→ EXTRACT PROVIDED
----
Scion of the Dundases of Fingask, an ancient Perthshire family dispossessed of their lands in the 17th Century, Sir Lawrence Dundas's meteoric rise to power and fortune was uneclipsed in the 18th Century. Thankfully, his legacy of unerring connoisseurship and patronage remains to this day.

Following in his father's footsteps, Lawrence joined the family drapery business in Edinburgh in the 1730s. Swift to seize the opportunities laid open by the '45 rebellion, his pivotal role as 'Commissary of Forage' and supplier to 'The Royal Train of Artillery' proved supremely rewarding. It was his appointment as Commissary-General of the Army in Flanders during the Seven Years' War, however, that transformed his fortunes and earned him the accolade 'Nabob of the North'. As the account books for his trip to Germany in 1759 testify, with sums totalling close to £2 million, Dundas was the outstanding merchant contractor of the 18th Century.

Dundas's financial success was mirrored by his political ambition. Elected MP for Linlithgow Burghs in 1747, his political star was unfortunately short-lived, and he was forced to stand down amidst allegations of corruption the following year. Determined, therefore, to control his political destiny, he embarked on a large-scale programme of land purchase - from Kerse in 1749, to Cleveland, Marske, Loftus and Aske, with its convenient pocket borough in 1762, as well as Moor Park in 1763. His main activities, however, were at first directed towards building up political interests North of the Border - in Stirlingshire, Clackmannan, Fife and Orkney - under the direction of his political advisor, James Masterton.

In this, as in all things, Dundas flourished; in this, as in all things, he inspired bitter jealousy, which found its voice in the libelous 'Varro', declaring in the Morning Post that Dundas 'has already filled the House of Commons with five of his name (ie pocket boroughs) and three or four more who owe their seats to his wealth or influence. He has made a great show of his wealth, having purchased five or six capital estates in England, Scotland and Ireland and matched his children into some of the greatest families - such sudden fortunes gained out of the public purse, are among the heaviest weight of war'. His detractor's words, however, fell on deaf ears; for in 1762 he was raised to the Baronetcy and, under Lord Shelburne's sponsorship, was elected MP for Newcastle-under-Lyme, whom he served from 1762-68, before his move to Edinburgh from 1768-81.
----
→ INFORMATION SUPPLIED
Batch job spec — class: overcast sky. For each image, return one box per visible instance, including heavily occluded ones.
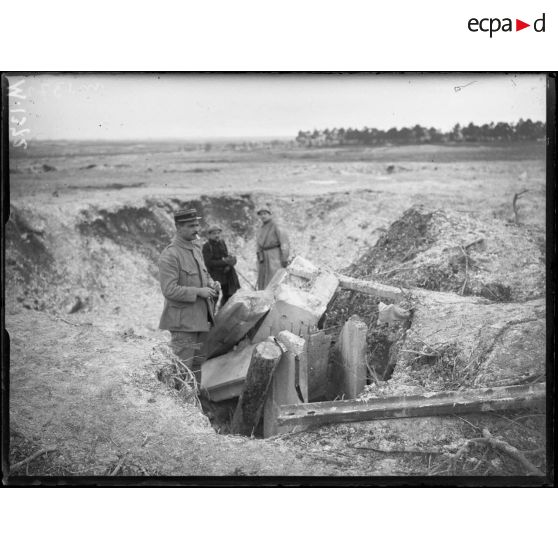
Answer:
[9,74,546,140]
----
→ WHAT IS REQUIRED
Extend the account of Sir Lawrence Dundas's rise, continuing directly after its last sentence.

→ RESULT OF THE TASK
Political power and architectural patronage have always been inextricably linked, and it was inevitable that Dundas's mind should now turn to the latter. Elected a member of the Society of Dilettanti in 1750, Dundas was perfectly complemented in all things aesthetic by his 'dear life' Margaret Bruce of Kennet (1715-1802), whom he had married in 1738. That Sir Lawrence depended heavily on his wife's taste is profoundly clear from their correspondence. Thus, in discussing Aske, which they had acquired furnished from Lord Holderness, he wrote: 'some of the furniture is old and should be changed.. but everything of this sought I leave to your taste which is the best I have ever met with'., while elsewhere he laments the 'difference one finds in coming from Moor Park where you have everything in such order'. The Dundases' remarkable architectural and artistic patronage was very much the product of their union.

The 1760s witnessed an uprecedented burst of building activity by the Dundases. Unusually, however, save for Dundas House in Edinburgh, for which Sir William Chambers supplied the designs in 1771, all of the Dundas houses were modifications and improvements of earlier existing houses. As might be expected, it was to John Carr of York that they turned for 'new additions to the house' at Aske in 1763, the new Dining Room being 'the best for that purpose that I ever saw' by 1766, as well as for the quadrant wings at Kerse in 1766. However, whilst it was Capability Brown who was contracted to lay out the Park at Aske, it was to Robert Adam that the Dundases looked to 'ornament the Garden, farm and park' at Moor Park in 1766. The latter, a princely mansion designed by Giacomo Leoni in 1720 for Benjamin Styles, had been acquired in what was, arguably, the 'annus mirabilis' of Sir Lawrence's political and architectural ambitions. For 1763 saw not only the end of the Seven Years' War, with its ensuing optimism and prosperity, but also the acquisition of Moor Park and a new London house, 19 Arlington Street.

As Horace Walpole noted, 'From my earliest recollection, Arlington Street has been the Ministerial street', and it was to serve this political end that Sir Lawrence engaged Robert Adam to draw up plans for improvements to his new London mansion. Built for Lord Carteret between 1732-8, and set back from the road behind a pedimented porter's lodge, Adam's first proposal 'for adding a Great Room towards Green park', with a handsome park facade, was soon abandoned in favour of a simplified modification, the only exterior alterations being the tripartite thermal windows to the principal rooms overlooking the Park. Characteristic of all the Dundas houses, it was upon the interiors, the furnishings and pictures, that Sir Lawrence and Lady Dundas lavished their attention, and it is for this that they are rightfully recognised as among the greatest connoisseurs of the 18th Century.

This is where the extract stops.